Quest for a Throne
- First English Cover
- Author: Emilio Salgari
- Original title: Alla conquista di un impero
- Translator: Nico Lorenzutti
- Language: English (Italian original)
- Series: The Sandokan series
- Genre: Adventure fiction Young adult literature
- Publisher: ROH Press (first English translation) Donath (first Italian publisher)
- Publication date: English 2015; Italian 1907;
- Publication place: Italy
- Media type: Paperback, Ebook
- Pages: 308
- ISBN: 978-0978270766
- Preceded by: The King of the Sea
- Followed by: Sandokan to the Rescue

= Quest for a Throne =

1907 novel by Emilio Salgari

Quest for a Throne (original title: Alla conquista di un impero) is an exotic adventure novel written by Italian author Emilio Salgari, published in 1907. It features his most famous character, Sandokan.

• **ITEMS**:
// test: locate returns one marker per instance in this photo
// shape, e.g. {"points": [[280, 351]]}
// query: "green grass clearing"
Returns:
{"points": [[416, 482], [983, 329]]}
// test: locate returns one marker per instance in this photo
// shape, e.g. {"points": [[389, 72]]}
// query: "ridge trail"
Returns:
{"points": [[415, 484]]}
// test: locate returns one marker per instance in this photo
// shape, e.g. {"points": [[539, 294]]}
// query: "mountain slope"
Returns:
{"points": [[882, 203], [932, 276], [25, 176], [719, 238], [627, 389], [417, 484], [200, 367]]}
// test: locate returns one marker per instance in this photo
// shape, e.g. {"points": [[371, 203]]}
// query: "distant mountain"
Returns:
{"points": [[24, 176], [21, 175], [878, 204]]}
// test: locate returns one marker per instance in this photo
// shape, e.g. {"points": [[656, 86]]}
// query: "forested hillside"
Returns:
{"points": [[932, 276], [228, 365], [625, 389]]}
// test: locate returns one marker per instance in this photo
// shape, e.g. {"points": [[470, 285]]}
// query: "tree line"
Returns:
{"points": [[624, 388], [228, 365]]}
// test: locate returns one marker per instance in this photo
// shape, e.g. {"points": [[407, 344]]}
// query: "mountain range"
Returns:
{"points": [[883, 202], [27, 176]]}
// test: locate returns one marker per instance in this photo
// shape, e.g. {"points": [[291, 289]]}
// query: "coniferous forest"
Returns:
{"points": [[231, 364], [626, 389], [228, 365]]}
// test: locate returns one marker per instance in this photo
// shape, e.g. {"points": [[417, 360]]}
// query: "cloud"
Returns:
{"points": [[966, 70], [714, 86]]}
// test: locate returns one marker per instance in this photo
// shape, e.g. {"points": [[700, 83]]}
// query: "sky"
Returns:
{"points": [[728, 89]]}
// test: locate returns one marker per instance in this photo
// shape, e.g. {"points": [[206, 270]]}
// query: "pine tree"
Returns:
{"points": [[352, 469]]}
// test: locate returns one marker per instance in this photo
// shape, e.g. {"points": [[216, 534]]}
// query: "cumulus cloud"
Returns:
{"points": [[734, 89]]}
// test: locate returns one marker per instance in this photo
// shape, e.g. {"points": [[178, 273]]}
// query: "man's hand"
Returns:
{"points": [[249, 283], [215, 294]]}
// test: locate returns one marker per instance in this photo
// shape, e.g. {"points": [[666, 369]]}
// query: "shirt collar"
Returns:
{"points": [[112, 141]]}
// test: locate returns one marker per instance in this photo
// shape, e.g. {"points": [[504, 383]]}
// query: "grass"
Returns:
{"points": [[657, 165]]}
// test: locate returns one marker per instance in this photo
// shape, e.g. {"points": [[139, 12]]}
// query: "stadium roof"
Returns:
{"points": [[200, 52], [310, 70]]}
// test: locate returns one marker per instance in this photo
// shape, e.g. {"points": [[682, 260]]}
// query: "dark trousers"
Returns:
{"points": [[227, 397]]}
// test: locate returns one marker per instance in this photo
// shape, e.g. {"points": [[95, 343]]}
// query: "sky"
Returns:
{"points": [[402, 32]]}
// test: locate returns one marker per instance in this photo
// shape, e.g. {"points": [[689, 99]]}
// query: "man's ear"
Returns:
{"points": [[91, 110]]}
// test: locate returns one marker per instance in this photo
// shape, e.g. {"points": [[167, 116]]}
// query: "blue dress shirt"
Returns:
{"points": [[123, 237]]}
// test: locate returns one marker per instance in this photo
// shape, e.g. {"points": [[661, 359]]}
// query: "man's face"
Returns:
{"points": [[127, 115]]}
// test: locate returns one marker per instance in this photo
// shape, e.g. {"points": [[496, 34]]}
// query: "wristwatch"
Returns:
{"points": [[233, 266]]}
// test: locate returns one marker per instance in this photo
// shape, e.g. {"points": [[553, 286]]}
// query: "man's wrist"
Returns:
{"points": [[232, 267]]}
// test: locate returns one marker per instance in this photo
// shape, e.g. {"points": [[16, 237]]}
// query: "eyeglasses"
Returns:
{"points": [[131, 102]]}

• **PROBLEMS TO SOLVE**:
1) Using the page on Quest for a Throne, explain in one to three sentences why it gives two publication dates.
2) Extend the page about the novel Quest for a Throne from its last sentence.
The material plays no part in this work.

• **RESULTS OF THE TASKS**:
1) The novel first came out in Italian in 1907, under the title Alla conquista di un impero, from the publisher Donath. Its first English translation, by Nico Lorenzutti, was published by ROH Press in 2015.

2)
==Plot introduction==

Sandokan and Yanez De Gomera travel to Assam to restore Surama to the throne of her ancestors. Aided by Tremal-Naik, Kammamuri and the Tigers of Mompracem, the Portuguese devises an ingenious plan to take the capital. However, all does not go as easily as planned for an expected adversary thwarts their every move: Teotokris, the rajah's favourite courtier, and a deadlier foe than any they have faced before.

== Sources ==
Emilio Salgari was an avid researcher and spent months reading and researching his exotic tales. The sources he used to pen this adventure include India and its Native Princes. Travels in Central India and in the Presidencies of Bombay and Bengal by Louis Rousselet, and Hindu Manners, Customs and Ceremonies by the Abbe Jean-Antoine Dubois.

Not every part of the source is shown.